---------- SOURCE EXCERPT

In mid-2010, citizens of Birmingham, UK, took to the streets to protest the installation of 200 closed-circuit television cameras throughout the city. The cameras weren’t in and of themselves the reason for the demonstration—after all, with an estimated 500,000 cameras in London alone, CCTV has become a begrudgingly accepted fact of daily life in the United Kingdom. Instead, the outcry was sparked by police deception. Whereas the police had initially claimed the cameras would be used primarily for monitoring traffic crimes and common delinquency, the cameras were in fact paid for out of a counter-terrorism fund and installed around predominately Muslim neighborhoods. Following the protest and subsequent media coverage, the cameras were promptly dismantled.
This episode serves as a powerful illustration of the issue at the heart of a paper delivered by Professor Aziz Huq at a recent WIP talk. Written with Professors Tom K. Tyler and Stephen J. Schulhofer of the NYU School of Law, the paper, Mechanisms for Eliciting Cooperation in Counter-Terrorism Policing: A Study of British Muslims, offers a data-driven analysis of how policing tactics impact the willingness of citizens to cooperate voluntarily with counter-terrorism efforts, and, given its likely significance on the efficacy of policing efforts, how community cooperation can best be produced.
As was recognized by Charles Rowan and Richard Mayne, founders of London’s Metropolitan Police, the greater the degree of cooperation between the police and the community being policed, the lesser the need for “physical force and compulsion for achieving police objectives.” This intuition has been confirmed by empirical studies that strongly suggest that policing strategies based on “collective efficacy”—that is, achieving commonly held community goals—are significantly more effective at crime reduction than those that do not engage the public.
As Professor Huq notes, it’s not immediately obvious that the same strategies would be successful in policing terrorism. For instance, terrorism is both a more geographically diffuse and more intricately coordinated threat than any individual crime. However, there is a growing consensus that community cooperation is a pivotally important element of terrorism policing. Information about suspected terrorist activities, for example, may circulate within a discrete, insular community long before police are able to detect it. Strategies that encourage the voluntary sharing of this information would increase the efficacy of terrorism policing while lessening the invasiveness of police tactics.

--------------------

## WHAT TO DO
A) Copy the counter-terrorism policing passage word for word, everything from "This episode serves" down to "best be produced.".
B) Extend the passage on community cooperation in counter-terrorism policing, picking up after its final sentence.

---------- DATASET EXCERPTS

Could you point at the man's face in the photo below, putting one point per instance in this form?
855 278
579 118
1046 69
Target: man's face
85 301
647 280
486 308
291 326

--------------------
---------- DATASET EXCERPTS

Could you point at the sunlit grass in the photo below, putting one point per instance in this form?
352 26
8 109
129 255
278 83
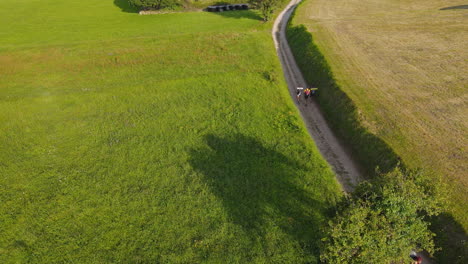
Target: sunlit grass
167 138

--------------------
---------- DATASET EXCERPTS

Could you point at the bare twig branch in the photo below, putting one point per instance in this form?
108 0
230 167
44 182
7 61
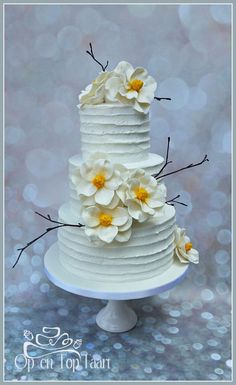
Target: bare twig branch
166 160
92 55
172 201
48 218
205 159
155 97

--------------------

## RESULTS BY TASK
A)
This episode serves as a powerful illustration of the issue at the heart of a paper delivered by Professor Aziz Huq at a recent WIP talk. Written with Professors Tom K. Tyler and Stephen J. Schulhofer of the NYU School of Law, the paper, Mechanisms for Eliciting Cooperation in Counter-Terrorism Policing: A Study of British Muslims, offers a data-driven analysis of how policing tactics impact the willingness of citizens to cooperate voluntarily with counter-terrorism efforts, and, given its likely significance on the efficacy of policing efforts, how community cooperation can best be produced.

B)
Drawing on interview responses from randomly selected members of the British Muslim community in London, Professor Huq and his co-authors evaluated three commonly offered mechanisms for eliciting community cooperation with counter-terrorism policing. In their model, cooperation is defined both generally as a receptivity toward helping counter-terrorism efforts and specifically as a willingness to alert police of a suspected terror threat.
The first mechanism was instrumentalism, or a rational choice theory of behavior. According to instrumentalism, an individual will cooperate with the police when the expected benefits of doing so outweigh the expected costs. Put another way, people would cooperate with the police if they both thought that the risk of a terrorist act was sufficiently high and that the police were effective in preventing this threat. The second was “neo-Durkheimian,” an approach based on the French sociologist’s notions of societal integrity. Under this approach, an individual would cooperate if she believed that the police were motivated by shared fundamental values—that is, if she identified morally with the police. Unlike instrumentalism, this approach focuses less on the effectiveness of the police but rather on the law’s expressive function in promoting the values necessary for social cohesion. The last mechanism was procedural justice, or a belief that the police are a legitimate authority. According to the procedural justice approach, an individual would cooperate if she sensed that policing tactics were fairly formulated and implemented. This approach focuses on factors such as whether the community was given an opportunity to participate in policymaking, whether officials exercise authority evenhandedly and consistently, and whether police interactions are conducted with dignity and respect.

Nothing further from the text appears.